Start of DATA TO USE

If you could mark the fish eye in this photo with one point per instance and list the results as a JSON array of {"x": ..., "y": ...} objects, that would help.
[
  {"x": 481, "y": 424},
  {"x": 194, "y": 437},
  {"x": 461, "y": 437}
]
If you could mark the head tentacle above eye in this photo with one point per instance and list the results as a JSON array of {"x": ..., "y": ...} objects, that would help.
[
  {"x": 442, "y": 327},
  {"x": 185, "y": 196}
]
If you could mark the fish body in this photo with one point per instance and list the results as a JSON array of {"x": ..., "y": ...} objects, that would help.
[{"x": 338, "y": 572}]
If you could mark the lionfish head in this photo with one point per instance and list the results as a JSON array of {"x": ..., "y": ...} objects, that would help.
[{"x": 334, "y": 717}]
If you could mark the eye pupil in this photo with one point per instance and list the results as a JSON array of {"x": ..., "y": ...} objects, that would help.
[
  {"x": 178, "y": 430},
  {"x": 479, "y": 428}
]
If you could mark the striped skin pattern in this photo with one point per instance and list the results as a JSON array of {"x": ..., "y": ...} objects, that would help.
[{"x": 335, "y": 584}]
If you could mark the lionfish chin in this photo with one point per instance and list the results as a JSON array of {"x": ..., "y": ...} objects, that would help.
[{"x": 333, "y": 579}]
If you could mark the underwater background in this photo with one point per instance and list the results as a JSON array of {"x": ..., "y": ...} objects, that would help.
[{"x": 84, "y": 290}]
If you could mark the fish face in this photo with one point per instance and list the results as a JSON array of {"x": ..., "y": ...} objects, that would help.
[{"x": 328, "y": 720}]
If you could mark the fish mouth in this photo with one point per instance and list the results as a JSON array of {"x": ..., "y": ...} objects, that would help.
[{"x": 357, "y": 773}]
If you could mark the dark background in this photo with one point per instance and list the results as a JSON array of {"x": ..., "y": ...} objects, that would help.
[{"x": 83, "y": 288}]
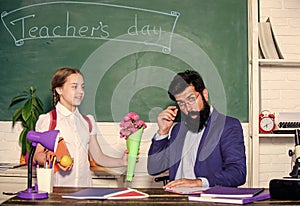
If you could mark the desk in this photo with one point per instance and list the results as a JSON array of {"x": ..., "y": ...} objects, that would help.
[
  {"x": 14, "y": 180},
  {"x": 156, "y": 197}
]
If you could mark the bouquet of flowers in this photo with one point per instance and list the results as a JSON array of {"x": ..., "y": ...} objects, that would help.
[{"x": 132, "y": 130}]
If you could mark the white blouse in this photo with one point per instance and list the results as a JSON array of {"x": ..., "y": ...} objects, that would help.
[{"x": 75, "y": 131}]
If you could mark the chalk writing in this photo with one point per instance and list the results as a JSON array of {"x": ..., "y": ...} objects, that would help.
[{"x": 90, "y": 21}]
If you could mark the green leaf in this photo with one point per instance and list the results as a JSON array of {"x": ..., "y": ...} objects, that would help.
[
  {"x": 18, "y": 99},
  {"x": 26, "y": 112},
  {"x": 17, "y": 115}
]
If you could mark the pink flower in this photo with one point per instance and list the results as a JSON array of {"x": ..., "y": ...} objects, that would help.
[
  {"x": 133, "y": 116},
  {"x": 130, "y": 124}
]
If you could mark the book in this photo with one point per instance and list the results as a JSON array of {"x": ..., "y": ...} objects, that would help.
[
  {"x": 231, "y": 192},
  {"x": 262, "y": 196},
  {"x": 186, "y": 190},
  {"x": 129, "y": 194},
  {"x": 106, "y": 193},
  {"x": 268, "y": 45}
]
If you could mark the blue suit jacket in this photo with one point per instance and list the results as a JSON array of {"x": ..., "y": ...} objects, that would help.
[{"x": 220, "y": 157}]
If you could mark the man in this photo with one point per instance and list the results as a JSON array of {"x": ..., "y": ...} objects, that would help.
[{"x": 206, "y": 148}]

End of DATA TO USE

- _WHAT IS BEING ASKED_: Every last line above must be reproduced as written, and no pictures belong in the copy.

- _RESULT BELOW_:
If you could mark the fish eye in this photo with one point per instance and list the results as a JSON array of {"x": ..., "y": ...} objects, that would help.
[
  {"x": 481, "y": 424},
  {"x": 194, "y": 437},
  {"x": 461, "y": 437}
]
If you could mark the head tentacle above eye in this photo with one point per instance and list the results as a JSON array of {"x": ..., "y": ...} objects, that would help.
[
  {"x": 442, "y": 327},
  {"x": 185, "y": 196}
]
If you could mark the fish body in this photo with one point per instance and list the results as a JSON array of {"x": ..., "y": ...} objects, that would help.
[{"x": 338, "y": 572}]
If you could mark the lionfish head in this photo with one point per instance and list the results as a JSON array of {"x": ..., "y": ...} objects, that would help.
[{"x": 334, "y": 717}]
If you could mark the eye pupil in this photo with one point per instance and list the results as a JSON array of {"x": ..., "y": ...} objects, that would help.
[
  {"x": 178, "y": 430},
  {"x": 479, "y": 428}
]
If you could mark the striped skin pattern in this photo with one point per instance and list the results as a JSON array of {"x": ..., "y": ...} objects, that would help.
[{"x": 335, "y": 584}]
If you could mark the lionfish chin in this photo with one point per instance and list the results as a JSON array of {"x": ..., "y": ...} objects, that would help.
[{"x": 333, "y": 579}]
If you could mark the underwater background in this photo with one point per instance and list the results as a JSON array of {"x": ..., "y": ...} objects, that would help.
[{"x": 84, "y": 290}]
If you could mark the fish face in this photo with one point per instance and list the results as a JSON array of {"x": ..., "y": ...} objects, that would help.
[{"x": 328, "y": 720}]
If you could mark the fish mouth in this photo with one point per instance and list the results as a JSON array of {"x": ..., "y": ...} objects, that would help.
[{"x": 357, "y": 773}]
If you could mark the dark background in this photo with one point per instance and list the results as a JSON array of {"x": ..., "y": ...} objects, that would help.
[{"x": 83, "y": 288}]
If you could mark the desk in this photo with one point per instance and list the results as a JSON array of {"x": ..., "y": ...} objects, that would help.
[
  {"x": 14, "y": 180},
  {"x": 156, "y": 197}
]
If you could mark the bouquet of flowers in this photo with one point per instance and list the results as a JSON array of {"x": ..., "y": ...} objects, that would help.
[{"x": 132, "y": 130}]
If you could mark the white blouse in this photo with one point per instance and list the results as a JSON array of {"x": ..., "y": ...} objects, that would help.
[{"x": 75, "y": 131}]
If you could mark the chalk writing in this photo with one point per instance and list the results as a JSON array of {"x": ..., "y": ...} objects, that would help.
[{"x": 90, "y": 21}]
If you could mark the green leaf in this photo with one point per instance and list the results as a JSON array of {"x": ..., "y": ...} objects, that would help.
[
  {"x": 18, "y": 99},
  {"x": 26, "y": 112},
  {"x": 17, "y": 115}
]
If you could mark the pink flower in this photo with one point per instance and list the results as a JSON array of {"x": ..., "y": ...} objects, that would help.
[
  {"x": 133, "y": 116},
  {"x": 130, "y": 124}
]
If you could mark the book in this photo with one point per instance and list the results as a JSON array of {"x": ..., "y": ...} objects, that would help.
[
  {"x": 231, "y": 192},
  {"x": 262, "y": 196},
  {"x": 186, "y": 190},
  {"x": 129, "y": 194},
  {"x": 106, "y": 193},
  {"x": 268, "y": 45}
]
If you could mark the blue suit jacket in this photo with one point per instance and list the results as a JSON array of {"x": ..., "y": ...} objects, that would help.
[{"x": 220, "y": 157}]
If you could mark the man in this photo with one point per instance and list the results as a JSON array of {"x": ..., "y": ...} objects, that would help.
[{"x": 206, "y": 148}]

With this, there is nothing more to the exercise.